Please extract every line from the material below that contains the word "mirror".

■ PROVIDED DATA:
□ □ □ □ □ □ □

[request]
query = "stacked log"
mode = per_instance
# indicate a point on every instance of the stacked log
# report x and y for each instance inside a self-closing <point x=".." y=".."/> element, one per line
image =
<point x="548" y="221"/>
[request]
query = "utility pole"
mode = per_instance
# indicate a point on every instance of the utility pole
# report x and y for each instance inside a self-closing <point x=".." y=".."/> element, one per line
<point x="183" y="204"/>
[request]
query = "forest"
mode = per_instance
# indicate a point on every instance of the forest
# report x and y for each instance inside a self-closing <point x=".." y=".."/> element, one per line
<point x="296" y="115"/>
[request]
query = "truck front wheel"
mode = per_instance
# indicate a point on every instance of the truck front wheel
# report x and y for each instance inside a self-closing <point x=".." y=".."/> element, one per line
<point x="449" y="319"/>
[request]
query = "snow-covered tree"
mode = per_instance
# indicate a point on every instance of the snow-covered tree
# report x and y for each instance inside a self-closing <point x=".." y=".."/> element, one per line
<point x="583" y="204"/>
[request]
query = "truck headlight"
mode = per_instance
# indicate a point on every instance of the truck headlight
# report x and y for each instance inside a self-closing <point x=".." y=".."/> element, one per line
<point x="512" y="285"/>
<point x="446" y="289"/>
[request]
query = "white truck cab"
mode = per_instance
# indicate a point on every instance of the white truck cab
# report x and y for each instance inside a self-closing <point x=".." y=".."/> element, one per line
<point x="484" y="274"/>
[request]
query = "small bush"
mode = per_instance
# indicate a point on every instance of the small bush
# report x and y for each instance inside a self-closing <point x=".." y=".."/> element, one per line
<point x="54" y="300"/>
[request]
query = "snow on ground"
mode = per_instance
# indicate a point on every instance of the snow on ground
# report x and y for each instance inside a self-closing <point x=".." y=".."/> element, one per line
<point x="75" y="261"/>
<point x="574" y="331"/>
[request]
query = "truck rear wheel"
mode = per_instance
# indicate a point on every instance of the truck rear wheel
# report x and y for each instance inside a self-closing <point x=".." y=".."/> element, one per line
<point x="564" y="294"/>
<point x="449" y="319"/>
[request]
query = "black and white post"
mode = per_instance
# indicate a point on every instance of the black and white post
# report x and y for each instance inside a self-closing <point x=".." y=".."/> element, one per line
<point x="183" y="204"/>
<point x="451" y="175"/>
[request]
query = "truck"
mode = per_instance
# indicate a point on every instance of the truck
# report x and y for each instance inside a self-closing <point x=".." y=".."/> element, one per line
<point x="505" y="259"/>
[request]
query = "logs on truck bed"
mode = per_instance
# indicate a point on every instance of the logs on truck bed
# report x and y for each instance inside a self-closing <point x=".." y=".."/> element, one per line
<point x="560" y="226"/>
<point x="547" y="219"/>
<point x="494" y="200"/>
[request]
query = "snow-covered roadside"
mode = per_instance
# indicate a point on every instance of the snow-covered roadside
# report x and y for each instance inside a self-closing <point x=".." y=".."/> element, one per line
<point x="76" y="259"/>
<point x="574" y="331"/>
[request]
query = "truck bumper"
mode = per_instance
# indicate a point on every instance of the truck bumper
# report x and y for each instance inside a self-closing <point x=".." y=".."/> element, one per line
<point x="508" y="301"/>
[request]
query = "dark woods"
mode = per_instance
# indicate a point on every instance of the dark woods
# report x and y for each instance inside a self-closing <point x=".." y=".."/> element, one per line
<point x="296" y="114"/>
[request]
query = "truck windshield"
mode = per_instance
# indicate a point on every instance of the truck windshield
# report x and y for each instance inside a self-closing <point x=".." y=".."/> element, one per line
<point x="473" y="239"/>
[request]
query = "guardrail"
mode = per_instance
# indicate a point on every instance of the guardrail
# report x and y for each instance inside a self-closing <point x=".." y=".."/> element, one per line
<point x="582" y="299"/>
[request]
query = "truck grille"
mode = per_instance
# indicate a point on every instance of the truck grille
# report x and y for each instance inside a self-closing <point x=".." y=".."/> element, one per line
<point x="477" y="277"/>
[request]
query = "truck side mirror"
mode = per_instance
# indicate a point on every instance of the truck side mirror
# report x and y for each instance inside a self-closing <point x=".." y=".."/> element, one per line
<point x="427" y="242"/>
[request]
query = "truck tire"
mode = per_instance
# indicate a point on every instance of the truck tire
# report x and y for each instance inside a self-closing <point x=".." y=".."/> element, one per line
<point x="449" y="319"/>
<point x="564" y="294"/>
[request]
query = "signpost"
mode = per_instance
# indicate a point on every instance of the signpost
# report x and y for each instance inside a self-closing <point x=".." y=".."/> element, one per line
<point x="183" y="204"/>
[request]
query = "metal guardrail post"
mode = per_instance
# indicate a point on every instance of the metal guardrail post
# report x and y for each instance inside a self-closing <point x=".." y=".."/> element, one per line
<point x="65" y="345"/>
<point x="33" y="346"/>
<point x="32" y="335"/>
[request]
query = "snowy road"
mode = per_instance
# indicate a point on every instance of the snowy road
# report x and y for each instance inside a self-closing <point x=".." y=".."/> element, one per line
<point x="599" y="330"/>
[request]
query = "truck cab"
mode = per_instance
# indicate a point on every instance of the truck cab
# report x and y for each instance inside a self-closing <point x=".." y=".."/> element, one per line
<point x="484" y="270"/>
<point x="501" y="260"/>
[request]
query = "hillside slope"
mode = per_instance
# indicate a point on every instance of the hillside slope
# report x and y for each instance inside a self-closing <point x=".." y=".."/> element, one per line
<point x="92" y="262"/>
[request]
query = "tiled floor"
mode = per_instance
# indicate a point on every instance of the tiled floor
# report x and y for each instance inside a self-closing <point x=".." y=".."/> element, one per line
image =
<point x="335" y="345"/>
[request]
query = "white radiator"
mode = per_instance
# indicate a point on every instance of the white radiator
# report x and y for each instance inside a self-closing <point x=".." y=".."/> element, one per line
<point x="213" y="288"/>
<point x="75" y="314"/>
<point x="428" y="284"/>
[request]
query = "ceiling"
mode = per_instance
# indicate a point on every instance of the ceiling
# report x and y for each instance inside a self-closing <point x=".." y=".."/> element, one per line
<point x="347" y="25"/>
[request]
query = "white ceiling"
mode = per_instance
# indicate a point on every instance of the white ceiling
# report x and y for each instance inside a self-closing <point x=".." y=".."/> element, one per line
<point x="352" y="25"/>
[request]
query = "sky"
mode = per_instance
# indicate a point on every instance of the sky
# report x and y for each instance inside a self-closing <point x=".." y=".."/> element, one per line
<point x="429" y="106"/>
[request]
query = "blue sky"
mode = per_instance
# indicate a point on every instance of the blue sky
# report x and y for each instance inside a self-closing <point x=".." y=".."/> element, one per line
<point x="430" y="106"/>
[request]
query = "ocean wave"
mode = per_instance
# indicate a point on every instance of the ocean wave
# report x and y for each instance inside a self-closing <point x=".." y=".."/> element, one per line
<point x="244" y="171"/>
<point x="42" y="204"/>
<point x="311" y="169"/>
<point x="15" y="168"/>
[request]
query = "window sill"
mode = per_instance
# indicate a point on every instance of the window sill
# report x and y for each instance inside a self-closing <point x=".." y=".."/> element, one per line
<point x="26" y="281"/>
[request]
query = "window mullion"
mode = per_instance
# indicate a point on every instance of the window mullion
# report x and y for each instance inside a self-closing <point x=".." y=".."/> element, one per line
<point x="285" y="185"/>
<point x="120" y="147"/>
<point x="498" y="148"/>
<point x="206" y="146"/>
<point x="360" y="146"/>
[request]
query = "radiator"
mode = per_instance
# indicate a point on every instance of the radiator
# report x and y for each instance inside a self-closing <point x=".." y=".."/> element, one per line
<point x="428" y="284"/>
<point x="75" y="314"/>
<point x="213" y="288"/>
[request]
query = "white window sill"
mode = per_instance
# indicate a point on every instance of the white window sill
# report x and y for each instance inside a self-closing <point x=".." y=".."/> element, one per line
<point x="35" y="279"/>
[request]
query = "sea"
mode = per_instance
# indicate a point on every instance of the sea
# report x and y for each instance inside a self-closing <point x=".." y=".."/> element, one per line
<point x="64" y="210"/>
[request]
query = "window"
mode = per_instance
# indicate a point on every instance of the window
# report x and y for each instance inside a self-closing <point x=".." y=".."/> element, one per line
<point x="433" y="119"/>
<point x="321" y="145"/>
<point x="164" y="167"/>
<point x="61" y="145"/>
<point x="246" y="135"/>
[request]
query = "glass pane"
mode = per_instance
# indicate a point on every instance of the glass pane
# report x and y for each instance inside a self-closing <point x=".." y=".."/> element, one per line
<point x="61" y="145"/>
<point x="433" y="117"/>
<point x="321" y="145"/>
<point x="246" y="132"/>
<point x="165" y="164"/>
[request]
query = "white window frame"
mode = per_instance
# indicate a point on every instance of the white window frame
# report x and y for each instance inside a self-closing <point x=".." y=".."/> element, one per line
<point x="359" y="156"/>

□ □ □ □ □ □ □

■ RESPONSE TO THIS TASK:
query = "truck side mirror"
# indicate a point on every instance of the truck side mirror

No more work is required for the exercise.